Task objective: All of the data beneath this instruction is to be transcribed word for word.
┌─ The records
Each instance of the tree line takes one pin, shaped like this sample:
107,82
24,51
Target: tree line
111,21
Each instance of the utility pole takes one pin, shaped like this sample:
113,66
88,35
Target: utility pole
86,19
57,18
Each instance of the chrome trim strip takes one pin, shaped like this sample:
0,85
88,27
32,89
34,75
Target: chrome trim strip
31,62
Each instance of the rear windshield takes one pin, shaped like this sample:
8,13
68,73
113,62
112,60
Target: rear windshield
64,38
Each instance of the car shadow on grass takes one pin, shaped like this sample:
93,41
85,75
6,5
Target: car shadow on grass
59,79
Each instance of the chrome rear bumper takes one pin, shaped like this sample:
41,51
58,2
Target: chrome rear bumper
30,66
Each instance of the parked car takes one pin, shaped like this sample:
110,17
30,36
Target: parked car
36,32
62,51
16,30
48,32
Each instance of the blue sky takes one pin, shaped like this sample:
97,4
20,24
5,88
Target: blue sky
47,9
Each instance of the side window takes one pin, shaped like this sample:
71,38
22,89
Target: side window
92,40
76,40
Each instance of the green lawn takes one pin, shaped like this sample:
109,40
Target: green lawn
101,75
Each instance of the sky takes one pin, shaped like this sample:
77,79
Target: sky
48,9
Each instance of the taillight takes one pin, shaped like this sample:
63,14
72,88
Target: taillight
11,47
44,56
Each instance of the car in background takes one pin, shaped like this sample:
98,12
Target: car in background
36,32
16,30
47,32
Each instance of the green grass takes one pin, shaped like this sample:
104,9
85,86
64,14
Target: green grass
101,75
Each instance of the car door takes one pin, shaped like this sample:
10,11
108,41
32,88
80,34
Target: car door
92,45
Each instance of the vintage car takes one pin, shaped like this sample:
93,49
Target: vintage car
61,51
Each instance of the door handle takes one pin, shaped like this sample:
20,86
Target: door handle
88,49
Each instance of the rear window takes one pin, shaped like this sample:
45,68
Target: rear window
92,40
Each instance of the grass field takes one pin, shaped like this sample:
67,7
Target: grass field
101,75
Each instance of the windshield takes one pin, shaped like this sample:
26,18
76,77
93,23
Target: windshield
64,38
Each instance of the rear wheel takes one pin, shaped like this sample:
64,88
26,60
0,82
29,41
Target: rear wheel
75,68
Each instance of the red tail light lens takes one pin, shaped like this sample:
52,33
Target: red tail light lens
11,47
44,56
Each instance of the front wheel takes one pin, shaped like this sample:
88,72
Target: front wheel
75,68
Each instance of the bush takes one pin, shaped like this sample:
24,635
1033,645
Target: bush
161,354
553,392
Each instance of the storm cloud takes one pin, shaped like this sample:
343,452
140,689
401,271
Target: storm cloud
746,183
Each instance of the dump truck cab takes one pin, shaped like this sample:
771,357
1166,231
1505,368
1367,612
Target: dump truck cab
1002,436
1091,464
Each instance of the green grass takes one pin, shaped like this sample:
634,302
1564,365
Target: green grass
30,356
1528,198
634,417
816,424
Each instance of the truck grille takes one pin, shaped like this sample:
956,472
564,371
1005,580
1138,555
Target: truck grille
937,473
└─
Solution:
Each instance of the tree line takes one pin, shaped like this sample:
107,82
24,51
Target: tree line
111,21
Each instance of the utility pole takes one pin, shaped like this sample:
113,66
88,35
Target: utility pole
86,19
57,18
Each instance of the chrome trim strip takes one pin, shaped like this sample:
0,85
88,27
32,89
34,75
Target: chrome trim strip
31,62
Each instance of the rear windshield takes one pin, shaped like this sample:
8,13
68,73
113,62
112,60
Target: rear windshield
64,38
Each instance of the car shadow on grass takes one pin, shaped like this sample:
93,41
85,75
6,5
Target: car shadow on grass
59,79
Each instance of the chrome rear bumper takes one pin, shaped like this sample:
41,51
58,2
Target: chrome rear bumper
30,66
Each instance of the parked car takes one pin, shaped like this sample:
110,17
30,36
Target: parked car
36,32
62,51
16,30
48,32
Each instance of the blue sky takes one pin, shaped like this sample:
97,4
20,24
5,88
Target: blue sky
47,9
Each instance of the side window takes one pin, shaped like this sample:
71,38
22,89
Target: side window
92,40
76,40
Each instance of the green lawn takes one pin, shaped like this sample:
109,40
Target: green lawn
101,75
Each instance of the sky takes one pin, shaped like this sample:
77,79
Target: sky
48,9
Each instance of the taillight takes one pin, shaped like this sample:
63,14
72,88
Target: taillight
11,47
44,56
Each instance of the car in background takes one pin, shaped like this sample:
98,12
Target: car in background
36,32
16,30
47,32
Each instance of the green grass takes one pin, shaped like this sample:
104,9
85,86
64,14
Target: green grass
101,75
Each instance of the car door takes one pin, shaped like this sample:
10,11
108,41
32,88
80,34
Target: car door
92,45
Each instance of the vintage car takes one pin, shaped like this sample:
93,49
Target: vintage car
61,51
Each instance of the door handle takes one pin, shaped like this sample:
20,86
Target: door handle
88,49
Each instance of the rear window takes one pin, shaped like this sample:
45,68
Target: rear window
92,40
Each instance of the grass field takes one pin, shaped like this sample:
67,7
Target: grass field
101,75
Each instance of the windshield takes one pin, shaped like this sample:
26,18
76,77
93,23
Target: windshield
64,38
Each instance of the rear wheel takes one pin, shaped like this sample:
64,88
26,60
0,82
29,41
Target: rear wheel
75,68
Each instance of the red tail light lens takes one pin, shaped like this sample:
52,33
Target: red tail light lens
11,47
44,56
Each instance of the front wheel takes one pin, shaped like this sample:
88,72
Target: front wheel
75,68
Each instance of the bush takes one pin, shaped like this sample:
24,635
1033,645
Target: bush
161,354
553,392
Each instance of the storm cloud takes one pin, shaped like this sample:
343,452
140,689
401,271
Target: storm cloud
746,183
Each instance of the dump truck cab takes one pin, shaped like this sample:
771,357
1166,231
1505,368
1367,612
Target: dump truck cab
1002,436
1091,464
Each instance of the green grass takes one pin, shaped like this sample:
634,302
1564,365
Target: green grass
30,356
1528,198
634,417
816,424
Each instance of the truck grille takes one pin, shaped like this sample:
956,472
564,371
1005,580
1138,555
Target: truck grille
937,473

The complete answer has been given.